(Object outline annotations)
# # #

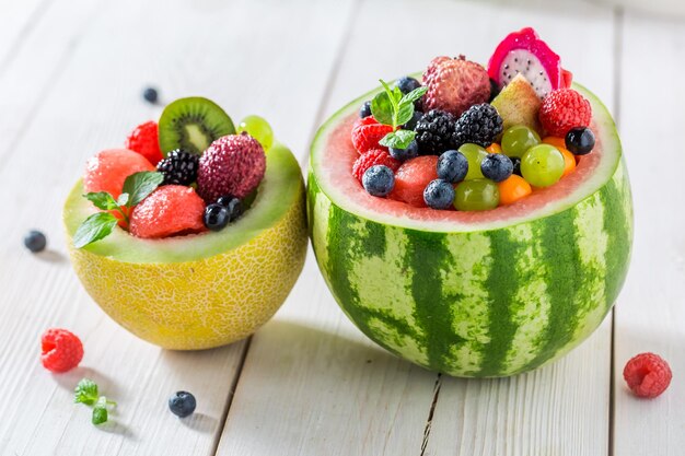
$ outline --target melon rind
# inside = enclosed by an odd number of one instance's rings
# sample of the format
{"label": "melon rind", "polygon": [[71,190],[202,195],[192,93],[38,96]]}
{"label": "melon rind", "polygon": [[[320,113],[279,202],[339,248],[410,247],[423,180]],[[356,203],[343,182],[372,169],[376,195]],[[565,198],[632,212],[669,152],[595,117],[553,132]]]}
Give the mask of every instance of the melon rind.
{"label": "melon rind", "polygon": [[69,255],[83,287],[115,321],[167,349],[197,350],[253,334],[280,307],[306,255],[304,183],[281,144],[253,206],[221,232],[140,239],[120,229],[76,249],[72,236],[93,211],[81,183],[65,206]]}
{"label": "melon rind", "polygon": [[576,89],[592,104],[606,155],[565,198],[506,220],[380,213],[322,178],[330,132],[375,91],[320,129],[310,235],[328,288],[362,332],[432,371],[501,377],[559,359],[600,326],[627,274],[632,202],[614,121]]}

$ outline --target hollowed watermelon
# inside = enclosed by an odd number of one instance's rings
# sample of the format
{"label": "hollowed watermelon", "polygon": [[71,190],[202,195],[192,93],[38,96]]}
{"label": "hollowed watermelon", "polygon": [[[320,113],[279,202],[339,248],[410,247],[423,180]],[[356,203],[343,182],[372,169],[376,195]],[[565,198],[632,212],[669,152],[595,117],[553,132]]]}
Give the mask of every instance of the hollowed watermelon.
{"label": "hollowed watermelon", "polygon": [[438,211],[368,195],[351,174],[357,109],[317,132],[310,231],[333,295],[369,338],[454,376],[508,376],[578,346],[626,278],[630,185],[614,121],[592,104],[596,145],[574,173],[511,206]]}

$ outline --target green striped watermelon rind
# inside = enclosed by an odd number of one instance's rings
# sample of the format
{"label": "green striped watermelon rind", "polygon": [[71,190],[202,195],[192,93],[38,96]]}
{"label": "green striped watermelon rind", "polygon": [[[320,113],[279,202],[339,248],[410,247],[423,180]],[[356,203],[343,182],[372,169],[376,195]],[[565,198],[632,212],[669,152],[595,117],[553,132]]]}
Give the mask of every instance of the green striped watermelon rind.
{"label": "green striped watermelon rind", "polygon": [[632,203],[614,121],[576,89],[614,148],[609,177],[577,203],[474,231],[373,220],[322,190],[315,161],[327,133],[376,91],[322,126],[307,179],[312,244],[334,297],[370,339],[432,371],[499,377],[559,359],[600,326],[627,274]]}

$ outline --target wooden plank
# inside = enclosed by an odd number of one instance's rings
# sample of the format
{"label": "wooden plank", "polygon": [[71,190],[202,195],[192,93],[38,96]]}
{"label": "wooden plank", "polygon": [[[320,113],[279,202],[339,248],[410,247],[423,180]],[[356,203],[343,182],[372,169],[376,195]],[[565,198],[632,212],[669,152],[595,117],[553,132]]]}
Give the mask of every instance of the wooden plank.
{"label": "wooden plank", "polygon": [[[526,3],[361,3],[322,113],[327,116],[375,86],[378,78],[420,70],[436,55],[467,52],[487,61],[497,39],[522,24],[536,26],[577,79],[611,106],[611,11]],[[402,39],[379,26],[388,11],[394,23],[409,24],[416,35]],[[526,448],[546,455],[545,448],[559,449],[555,442],[561,440],[567,444],[559,454],[606,454],[609,347],[611,319],[578,351],[536,373],[509,381],[442,377],[432,431],[425,439],[437,375],[371,346],[338,309],[310,255],[287,305],[253,338],[218,453],[509,455]],[[463,423],[474,417],[477,423]],[[513,426],[519,417],[533,419]],[[471,444],[485,441],[491,442]],[[494,448],[501,453],[489,452]]]}
{"label": "wooden plank", "polygon": [[[653,71],[640,59],[649,56]],[[685,71],[685,20],[626,13],[620,74],[620,131],[635,204],[630,272],[615,311],[614,454],[680,455],[685,447],[685,184],[682,148],[685,87],[655,83]],[[649,154],[649,157],[646,156]],[[641,352],[666,359],[670,388],[640,400],[623,379],[626,362]]]}
{"label": "wooden plank", "polygon": [[0,1],[0,73],[53,0]]}
{"label": "wooden plank", "polygon": [[[36,46],[63,37],[57,31],[71,3],[49,15]],[[61,204],[88,156],[121,144],[135,125],[159,116],[159,107],[140,100],[150,82],[164,100],[210,96],[235,120],[262,114],[281,140],[303,148],[309,132],[299,126],[314,121],[339,42],[322,16],[345,4],[172,3],[101,5],[88,30],[68,43],[72,54],[63,70],[0,165],[0,192],[10,195],[0,218],[0,382],[8,394],[0,404],[3,454],[209,455],[217,445],[245,342],[175,353],[119,328],[89,299],[66,259]],[[292,24],[301,21],[318,25],[293,33]],[[27,44],[16,61],[32,52],[39,50]],[[294,70],[309,61],[316,65],[306,74]],[[19,105],[25,91],[18,87],[24,85],[15,83],[5,95]],[[32,226],[47,233],[50,252],[24,250],[21,238]],[[39,335],[51,326],[82,337],[86,354],[78,371],[50,375],[39,365]],[[81,376],[95,379],[119,402],[111,424],[93,426],[89,410],[72,404]],[[190,419],[179,421],[166,408],[177,389],[198,399]]]}

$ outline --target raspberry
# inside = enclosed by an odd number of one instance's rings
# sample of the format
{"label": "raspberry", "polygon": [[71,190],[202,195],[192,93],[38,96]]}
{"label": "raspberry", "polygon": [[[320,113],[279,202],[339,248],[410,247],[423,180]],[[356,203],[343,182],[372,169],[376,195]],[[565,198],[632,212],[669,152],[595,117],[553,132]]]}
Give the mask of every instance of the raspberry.
{"label": "raspberry", "polygon": [[138,152],[156,165],[162,160],[156,122],[150,120],[136,127],[126,139],[126,149]]}
{"label": "raspberry", "polygon": [[392,131],[393,127],[390,125],[379,124],[372,116],[364,117],[357,120],[352,127],[352,144],[359,153],[365,153],[371,149],[386,151],[387,148],[380,145],[379,141]]}
{"label": "raspberry", "polygon": [[165,185],[133,208],[130,232],[142,238],[161,238],[205,231],[205,201],[191,187]]}
{"label": "raspberry", "polygon": [[394,173],[400,164],[399,160],[393,159],[386,151],[382,149],[371,149],[357,159],[355,165],[352,165],[352,175],[357,180],[361,182],[361,177],[367,169],[373,165],[385,165]]}
{"label": "raspberry", "polygon": [[589,127],[592,108],[581,94],[572,89],[559,89],[543,100],[539,122],[549,136],[564,138],[573,127]]}
{"label": "raspberry", "polygon": [[83,359],[83,344],[67,329],[50,328],[40,337],[40,361],[50,372],[67,372]]}
{"label": "raspberry", "polygon": [[637,397],[654,398],[671,384],[671,367],[654,353],[640,353],[628,361],[623,377]]}
{"label": "raspberry", "polygon": [[245,132],[221,137],[200,157],[197,192],[208,204],[225,195],[243,199],[259,186],[265,171],[259,141]]}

# # #

* **Do this**:
Repeat each entry exactly as it appears; skip any picture.

* **Correct output**:
$ outline --target melon rind
# inside = enclosed by an odd number of one instance's rings
# sample of the format
{"label": "melon rind", "polygon": [[71,190],[202,195],[192,93],[38,96]]}
{"label": "melon rind", "polygon": [[[320,113],[279,202],[339,248],[410,247],[423,180]],[[356,203],[343,182],[372,169],[376,195]],[[565,198],[632,212],[669,152],[595,117],[553,132]]]}
Give the mask of every instance of the melon rind.
{"label": "melon rind", "polygon": [[69,255],[83,287],[115,321],[167,349],[197,350],[253,334],[280,307],[306,255],[304,183],[281,144],[253,206],[221,232],[140,239],[120,229],[76,249],[72,236],[93,211],[81,183],[65,206]]}
{"label": "melon rind", "polygon": [[576,89],[592,104],[606,155],[565,198],[506,220],[380,213],[322,178],[330,132],[375,91],[320,129],[310,235],[328,288],[362,332],[432,371],[501,377],[559,359],[600,326],[627,274],[632,202],[614,121]]}

$ outline --target hollowed watermelon
# inside = enclosed by an odd number of one instance's rings
# sample of the format
{"label": "hollowed watermelon", "polygon": [[71,190],[202,195],[192,93],[38,96]]}
{"label": "hollowed watermelon", "polygon": [[[320,113],[279,202],[339,248],[410,247],[423,180]],[[356,203],[343,182],[372,169],[376,195]],[[565,198],[632,212],[669,152],[595,117],[553,132]]]}
Give the mask of every instance of the hollowed watermelon.
{"label": "hollowed watermelon", "polygon": [[438,211],[368,195],[351,174],[357,109],[317,132],[310,231],[333,295],[369,338],[454,376],[508,376],[578,346],[626,278],[630,185],[614,121],[592,104],[596,145],[574,173],[511,206]]}

$ outline --target green striped watermelon rind
# inside = enclosed by an odd number of one instance's rings
# sample of the format
{"label": "green striped watermelon rind", "polygon": [[71,190],[202,195],[192,93],[38,96]]}
{"label": "green striped watermelon rind", "polygon": [[[320,113],[279,202],[339,248],[410,247],[423,180]],[[356,203],[343,182],[372,169],[376,195]],[[565,198],[632,212],[669,152],[595,117],[553,132]]]}
Give the mask of every instance of the green striped watermelon rind.
{"label": "green striped watermelon rind", "polygon": [[632,203],[614,121],[576,89],[614,148],[609,177],[577,203],[474,231],[373,220],[322,190],[315,161],[327,133],[376,91],[322,126],[307,179],[312,244],[334,297],[370,339],[432,371],[499,377],[559,359],[600,326],[627,274]]}

$ outline --target wooden plank
# inside = enclosed by an odd number of one instance's rings
# sample of the format
{"label": "wooden plank", "polygon": [[71,190],[202,195],[192,93],[38,96]]}
{"label": "wooden plank", "polygon": [[[320,113],[279,202],[339,248],[410,247],[423,180]],[[356,203],[343,182],[372,169],[376,195]],[[565,198],[632,212],[669,152],[595,117],[553,132]]]}
Give the mask of every instance of the wooden plank.
{"label": "wooden plank", "polygon": [[[526,3],[361,3],[322,113],[327,116],[375,86],[378,78],[420,70],[436,55],[467,52],[487,61],[497,39],[522,24],[536,26],[577,79],[611,106],[611,11]],[[402,39],[379,26],[388,11],[394,23],[409,24],[416,35]],[[526,448],[546,455],[545,448],[559,449],[555,442],[561,440],[567,444],[559,454],[606,454],[609,347],[611,319],[578,351],[536,373],[509,381],[442,377],[432,431],[425,439],[437,375],[371,346],[338,309],[310,255],[287,305],[253,338],[218,453],[509,455]],[[463,423],[474,417],[477,423]],[[513,426],[519,417],[533,419]],[[471,444],[485,441],[491,442]],[[494,448],[501,453],[489,452]]]}
{"label": "wooden plank", "polygon": [[[653,71],[640,59],[649,56]],[[685,71],[685,20],[626,13],[620,74],[620,131],[635,204],[630,272],[615,311],[614,454],[680,455],[685,447],[685,184],[682,148],[685,87],[655,83]],[[649,154],[649,157],[646,156]],[[641,352],[666,359],[670,388],[640,400],[623,379],[626,362]]]}
{"label": "wooden plank", "polygon": [[0,1],[0,73],[53,0]]}
{"label": "wooden plank", "polygon": [[[36,46],[63,37],[57,31],[71,3],[49,15]],[[61,204],[88,156],[121,144],[135,125],[159,116],[159,107],[140,100],[150,82],[164,100],[210,96],[235,120],[262,114],[281,140],[303,148],[309,132],[299,126],[314,121],[339,42],[322,16],[345,4],[172,3],[101,5],[88,30],[68,43],[72,54],[63,70],[0,165],[0,192],[10,195],[0,218],[0,382],[8,394],[0,404],[3,454],[209,455],[217,445],[245,342],[175,353],[119,328],[89,299],[66,259]],[[292,24],[301,21],[318,25],[293,33]],[[27,44],[16,61],[32,52],[39,50]],[[294,70],[309,61],[316,65],[306,74]],[[19,105],[25,91],[18,87],[24,85],[15,83],[5,95]],[[32,226],[47,233],[50,252],[24,250],[21,238]],[[39,335],[51,326],[82,337],[86,354],[78,371],[50,375],[39,365]],[[81,376],[95,379],[119,402],[111,424],[93,426],[89,410],[72,404]],[[190,419],[179,421],[166,408],[177,389],[198,399]]]}

$ outline --target raspberry
# inside = enclosed by an odd number of one instance's rings
# sample of the format
{"label": "raspberry", "polygon": [[71,190],[202,195],[192,93],[38,96]]}
{"label": "raspberry", "polygon": [[[320,113],[279,202],[339,248],[410,247],[423,180]],[[356,203],[343,182],[372,169],[376,195]],[[565,198],[632,212],[669,152],[595,117],[553,132]]]}
Give the mask of every instance of the raspberry.
{"label": "raspberry", "polygon": [[138,152],[156,165],[162,160],[156,122],[150,120],[136,127],[126,139],[126,149]]}
{"label": "raspberry", "polygon": [[392,131],[393,127],[390,125],[379,124],[372,116],[364,117],[357,120],[352,127],[352,144],[359,153],[365,153],[371,149],[386,151],[387,148],[380,145],[379,141]]}
{"label": "raspberry", "polygon": [[165,185],[133,208],[130,232],[142,238],[161,238],[205,231],[205,201],[191,187]]}
{"label": "raspberry", "polygon": [[394,173],[400,164],[399,160],[393,159],[386,151],[382,149],[371,149],[357,159],[355,165],[352,165],[352,175],[357,180],[361,182],[361,177],[367,169],[373,165],[385,165]]}
{"label": "raspberry", "polygon": [[589,127],[592,108],[581,94],[572,89],[559,89],[543,100],[539,122],[549,136],[564,138],[573,127]]}
{"label": "raspberry", "polygon": [[83,359],[83,344],[67,329],[50,328],[40,337],[40,361],[50,372],[67,372]]}
{"label": "raspberry", "polygon": [[637,397],[654,398],[671,384],[671,367],[654,353],[640,353],[628,361],[623,377]]}
{"label": "raspberry", "polygon": [[245,132],[221,137],[200,157],[197,192],[208,204],[225,195],[243,199],[259,186],[265,171],[259,141]]}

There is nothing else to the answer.